* [Your assignment]: Each line with the word "below" must appear in the answer, copied from the records.
::: Data extract
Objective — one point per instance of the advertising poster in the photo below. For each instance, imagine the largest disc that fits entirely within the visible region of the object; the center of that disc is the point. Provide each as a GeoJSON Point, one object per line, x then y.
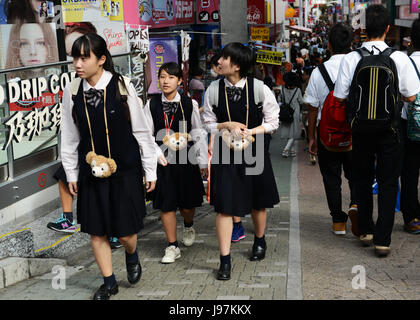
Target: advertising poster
{"type": "Point", "coordinates": [256, 11]}
{"type": "Point", "coordinates": [185, 12]}
{"type": "Point", "coordinates": [207, 11]}
{"type": "Point", "coordinates": [97, 10]}
{"type": "Point", "coordinates": [28, 10]}
{"type": "Point", "coordinates": [29, 44]}
{"type": "Point", "coordinates": [414, 6]}
{"type": "Point", "coordinates": [131, 12]}
{"type": "Point", "coordinates": [161, 51]}
{"type": "Point", "coordinates": [112, 31]}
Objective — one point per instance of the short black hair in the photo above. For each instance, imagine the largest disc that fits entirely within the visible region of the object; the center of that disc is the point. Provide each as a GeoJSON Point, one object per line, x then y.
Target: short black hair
{"type": "Point", "coordinates": [377, 20]}
{"type": "Point", "coordinates": [240, 55]}
{"type": "Point", "coordinates": [171, 68]}
{"type": "Point", "coordinates": [215, 59]}
{"type": "Point", "coordinates": [340, 37]}
{"type": "Point", "coordinates": [415, 34]}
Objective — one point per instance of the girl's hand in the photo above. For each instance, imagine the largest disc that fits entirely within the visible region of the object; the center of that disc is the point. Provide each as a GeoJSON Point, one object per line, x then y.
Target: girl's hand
{"type": "Point", "coordinates": [150, 186]}
{"type": "Point", "coordinates": [73, 188]}
{"type": "Point", "coordinates": [162, 160]}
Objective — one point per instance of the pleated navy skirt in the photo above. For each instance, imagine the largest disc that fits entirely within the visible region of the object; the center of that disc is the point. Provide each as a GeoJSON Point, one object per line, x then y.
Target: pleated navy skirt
{"type": "Point", "coordinates": [113, 206]}
{"type": "Point", "coordinates": [178, 186]}
{"type": "Point", "coordinates": [234, 192]}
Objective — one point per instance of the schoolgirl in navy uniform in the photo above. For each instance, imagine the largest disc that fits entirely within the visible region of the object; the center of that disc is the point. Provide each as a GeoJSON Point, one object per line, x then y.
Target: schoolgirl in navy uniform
{"type": "Point", "coordinates": [179, 184]}
{"type": "Point", "coordinates": [112, 206]}
{"type": "Point", "coordinates": [233, 192]}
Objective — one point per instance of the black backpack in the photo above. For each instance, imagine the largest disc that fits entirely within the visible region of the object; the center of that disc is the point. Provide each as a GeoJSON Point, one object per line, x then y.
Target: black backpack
{"type": "Point", "coordinates": [374, 103]}
{"type": "Point", "coordinates": [286, 111]}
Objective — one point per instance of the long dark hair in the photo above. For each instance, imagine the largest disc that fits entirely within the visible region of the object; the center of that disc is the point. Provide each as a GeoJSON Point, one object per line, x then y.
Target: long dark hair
{"type": "Point", "coordinates": [95, 43]}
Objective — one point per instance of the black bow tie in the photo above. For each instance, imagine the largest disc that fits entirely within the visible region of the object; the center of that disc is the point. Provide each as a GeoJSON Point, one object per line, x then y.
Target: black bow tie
{"type": "Point", "coordinates": [94, 97]}
{"type": "Point", "coordinates": [170, 107]}
{"type": "Point", "coordinates": [234, 93]}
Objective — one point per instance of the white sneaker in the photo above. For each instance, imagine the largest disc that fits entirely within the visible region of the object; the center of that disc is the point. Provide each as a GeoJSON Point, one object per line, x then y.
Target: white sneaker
{"type": "Point", "coordinates": [188, 236]}
{"type": "Point", "coordinates": [171, 254]}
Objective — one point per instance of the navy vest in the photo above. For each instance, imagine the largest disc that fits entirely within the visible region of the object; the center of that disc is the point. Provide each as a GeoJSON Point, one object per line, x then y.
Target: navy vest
{"type": "Point", "coordinates": [124, 146]}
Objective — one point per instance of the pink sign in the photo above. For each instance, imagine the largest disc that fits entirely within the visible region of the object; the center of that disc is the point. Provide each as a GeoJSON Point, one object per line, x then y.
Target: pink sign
{"type": "Point", "coordinates": [208, 11]}
{"type": "Point", "coordinates": [131, 12]}
{"type": "Point", "coordinates": [415, 6]}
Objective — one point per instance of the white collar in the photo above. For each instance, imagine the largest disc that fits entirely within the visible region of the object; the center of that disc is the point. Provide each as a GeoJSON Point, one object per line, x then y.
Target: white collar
{"type": "Point", "coordinates": [102, 82]}
{"type": "Point", "coordinates": [239, 84]}
{"type": "Point", "coordinates": [176, 99]}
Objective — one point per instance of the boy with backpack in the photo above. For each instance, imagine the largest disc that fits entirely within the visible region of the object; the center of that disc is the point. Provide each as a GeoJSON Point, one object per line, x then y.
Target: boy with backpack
{"type": "Point", "coordinates": [332, 158]}
{"type": "Point", "coordinates": [374, 79]}
{"type": "Point", "coordinates": [410, 124]}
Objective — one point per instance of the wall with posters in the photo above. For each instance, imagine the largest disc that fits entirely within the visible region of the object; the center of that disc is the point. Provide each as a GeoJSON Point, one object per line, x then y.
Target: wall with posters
{"type": "Point", "coordinates": [161, 51]}
{"type": "Point", "coordinates": [208, 11]}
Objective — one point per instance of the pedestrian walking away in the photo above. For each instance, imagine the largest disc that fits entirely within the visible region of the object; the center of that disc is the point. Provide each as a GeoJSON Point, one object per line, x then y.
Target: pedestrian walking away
{"type": "Point", "coordinates": [373, 108]}
{"type": "Point", "coordinates": [331, 161]}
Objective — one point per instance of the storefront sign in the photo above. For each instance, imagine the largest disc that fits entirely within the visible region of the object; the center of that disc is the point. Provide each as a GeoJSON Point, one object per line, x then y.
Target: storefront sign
{"type": "Point", "coordinates": [269, 57]}
{"type": "Point", "coordinates": [207, 11]}
{"type": "Point", "coordinates": [414, 5]}
{"type": "Point", "coordinates": [161, 51]}
{"type": "Point", "coordinates": [260, 34]}
{"type": "Point", "coordinates": [93, 10]}
{"type": "Point", "coordinates": [138, 40]}
{"type": "Point", "coordinates": [35, 106]}
{"type": "Point", "coordinates": [184, 12]}
{"type": "Point", "coordinates": [256, 11]}
{"type": "Point", "coordinates": [405, 13]}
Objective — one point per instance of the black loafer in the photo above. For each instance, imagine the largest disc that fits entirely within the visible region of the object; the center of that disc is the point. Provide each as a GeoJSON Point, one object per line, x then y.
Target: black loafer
{"type": "Point", "coordinates": [224, 272]}
{"type": "Point", "coordinates": [104, 293]}
{"type": "Point", "coordinates": [134, 273]}
{"type": "Point", "coordinates": [258, 253]}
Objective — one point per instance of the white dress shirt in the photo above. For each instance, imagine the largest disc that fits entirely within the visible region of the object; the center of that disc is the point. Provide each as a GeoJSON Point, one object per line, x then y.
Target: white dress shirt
{"type": "Point", "coordinates": [270, 109]}
{"type": "Point", "coordinates": [408, 81]}
{"type": "Point", "coordinates": [70, 137]}
{"type": "Point", "coordinates": [198, 134]}
{"type": "Point", "coordinates": [317, 90]}
{"type": "Point", "coordinates": [416, 58]}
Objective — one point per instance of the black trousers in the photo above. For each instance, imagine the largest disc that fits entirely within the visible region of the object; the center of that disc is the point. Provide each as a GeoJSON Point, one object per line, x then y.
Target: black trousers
{"type": "Point", "coordinates": [331, 165]}
{"type": "Point", "coordinates": [387, 149]}
{"type": "Point", "coordinates": [410, 206]}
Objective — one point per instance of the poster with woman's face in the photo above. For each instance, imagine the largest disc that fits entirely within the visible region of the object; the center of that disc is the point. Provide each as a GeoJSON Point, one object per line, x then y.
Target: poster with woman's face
{"type": "Point", "coordinates": [28, 44]}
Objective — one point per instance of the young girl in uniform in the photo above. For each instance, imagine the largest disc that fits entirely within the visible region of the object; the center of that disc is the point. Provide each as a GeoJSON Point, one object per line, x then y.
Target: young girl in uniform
{"type": "Point", "coordinates": [100, 118]}
{"type": "Point", "coordinates": [233, 191]}
{"type": "Point", "coordinates": [179, 184]}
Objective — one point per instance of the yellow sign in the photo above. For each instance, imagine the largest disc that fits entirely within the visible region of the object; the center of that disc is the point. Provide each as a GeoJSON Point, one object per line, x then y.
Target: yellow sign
{"type": "Point", "coordinates": [260, 33]}
{"type": "Point", "coordinates": [269, 57]}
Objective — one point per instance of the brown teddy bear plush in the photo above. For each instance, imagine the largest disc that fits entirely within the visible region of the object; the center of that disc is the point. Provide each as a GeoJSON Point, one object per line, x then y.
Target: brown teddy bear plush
{"type": "Point", "coordinates": [237, 144]}
{"type": "Point", "coordinates": [102, 167]}
{"type": "Point", "coordinates": [177, 140]}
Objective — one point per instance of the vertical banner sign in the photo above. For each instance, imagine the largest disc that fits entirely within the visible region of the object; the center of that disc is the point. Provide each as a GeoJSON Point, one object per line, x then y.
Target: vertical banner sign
{"type": "Point", "coordinates": [138, 40]}
{"type": "Point", "coordinates": [131, 12]}
{"type": "Point", "coordinates": [185, 45]}
{"type": "Point", "coordinates": [184, 12]}
{"type": "Point", "coordinates": [207, 11]}
{"type": "Point", "coordinates": [161, 51]}
{"type": "Point", "coordinates": [256, 11]}
{"type": "Point", "coordinates": [414, 6]}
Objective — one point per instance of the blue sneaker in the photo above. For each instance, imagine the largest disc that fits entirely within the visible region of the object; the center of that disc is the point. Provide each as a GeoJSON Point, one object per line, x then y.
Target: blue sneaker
{"type": "Point", "coordinates": [62, 225]}
{"type": "Point", "coordinates": [114, 243]}
{"type": "Point", "coordinates": [238, 233]}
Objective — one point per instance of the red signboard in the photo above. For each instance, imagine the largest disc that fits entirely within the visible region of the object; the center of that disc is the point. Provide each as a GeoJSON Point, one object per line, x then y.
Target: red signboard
{"type": "Point", "coordinates": [185, 12]}
{"type": "Point", "coordinates": [256, 11]}
{"type": "Point", "coordinates": [208, 11]}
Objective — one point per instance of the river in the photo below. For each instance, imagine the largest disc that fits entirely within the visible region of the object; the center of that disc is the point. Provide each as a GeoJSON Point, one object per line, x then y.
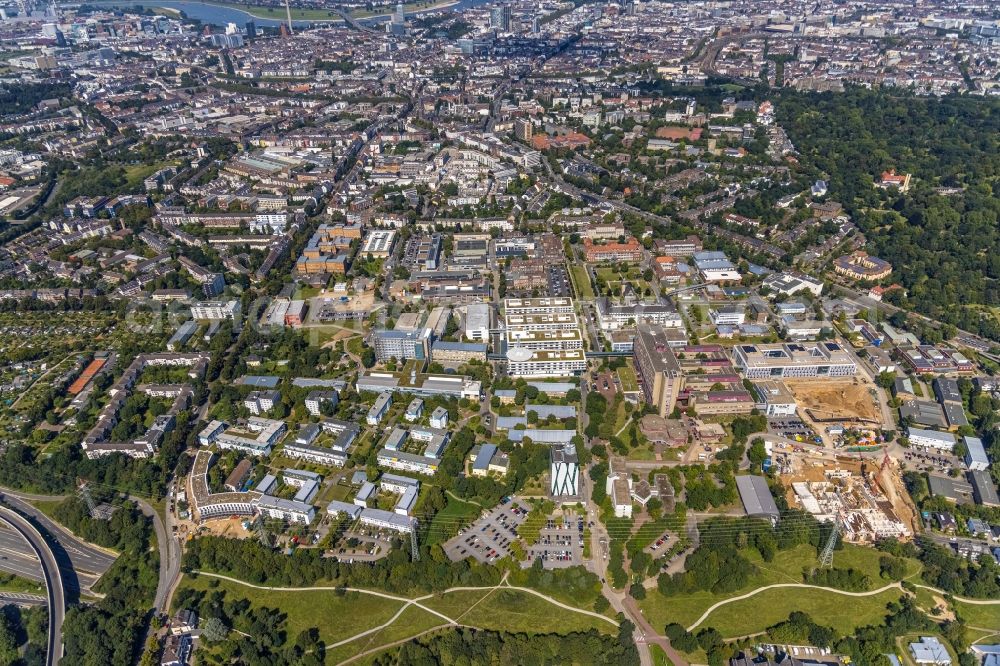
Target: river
{"type": "Point", "coordinates": [207, 12]}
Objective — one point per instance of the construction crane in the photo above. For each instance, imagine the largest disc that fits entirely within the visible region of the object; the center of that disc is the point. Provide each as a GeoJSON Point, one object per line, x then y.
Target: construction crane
{"type": "Point", "coordinates": [826, 557]}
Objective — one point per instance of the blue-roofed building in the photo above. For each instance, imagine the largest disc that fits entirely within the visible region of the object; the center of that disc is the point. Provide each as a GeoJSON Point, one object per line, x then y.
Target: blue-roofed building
{"type": "Point", "coordinates": [506, 395]}
{"type": "Point", "coordinates": [486, 459]}
{"type": "Point", "coordinates": [975, 454]}
{"type": "Point", "coordinates": [267, 484]}
{"type": "Point", "coordinates": [402, 345]}
{"type": "Point", "coordinates": [554, 388]}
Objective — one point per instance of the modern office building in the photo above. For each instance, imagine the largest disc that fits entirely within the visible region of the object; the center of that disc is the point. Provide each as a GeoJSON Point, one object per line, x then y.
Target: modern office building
{"type": "Point", "coordinates": [378, 243]}
{"type": "Point", "coordinates": [420, 384]}
{"type": "Point", "coordinates": [378, 410]}
{"type": "Point", "coordinates": [943, 441]}
{"type": "Point", "coordinates": [500, 17]}
{"type": "Point", "coordinates": [611, 317]}
{"type": "Point", "coordinates": [794, 360]}
{"type": "Point", "coordinates": [478, 322]}
{"type": "Point", "coordinates": [756, 496]}
{"type": "Point", "coordinates": [486, 459]}
{"type": "Point", "coordinates": [659, 374]}
{"type": "Point", "coordinates": [546, 305]}
{"type": "Point", "coordinates": [523, 362]}
{"type": "Point", "coordinates": [216, 310]}
{"type": "Point", "coordinates": [570, 338]}
{"type": "Point", "coordinates": [564, 472]}
{"type": "Point", "coordinates": [292, 511]}
{"type": "Point", "coordinates": [402, 345]}
{"type": "Point", "coordinates": [774, 400]}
::::::
* [Expected output]:
Objective — one point per instance of the advertising poster in the photo below. For each instance, imagine the largest disc that fits entirely within the visible region of the object; the center of that disc is the point. Provide each as a GeoJSON Point, one object per line, x then y.
Objective — one point per instance of the river in the photo below. For each instance, imagine the largest disc that fits entirely within the visible region of the object; the center of that disc is the point. Provide each as a GeoJSON Point, one object per line, x then y.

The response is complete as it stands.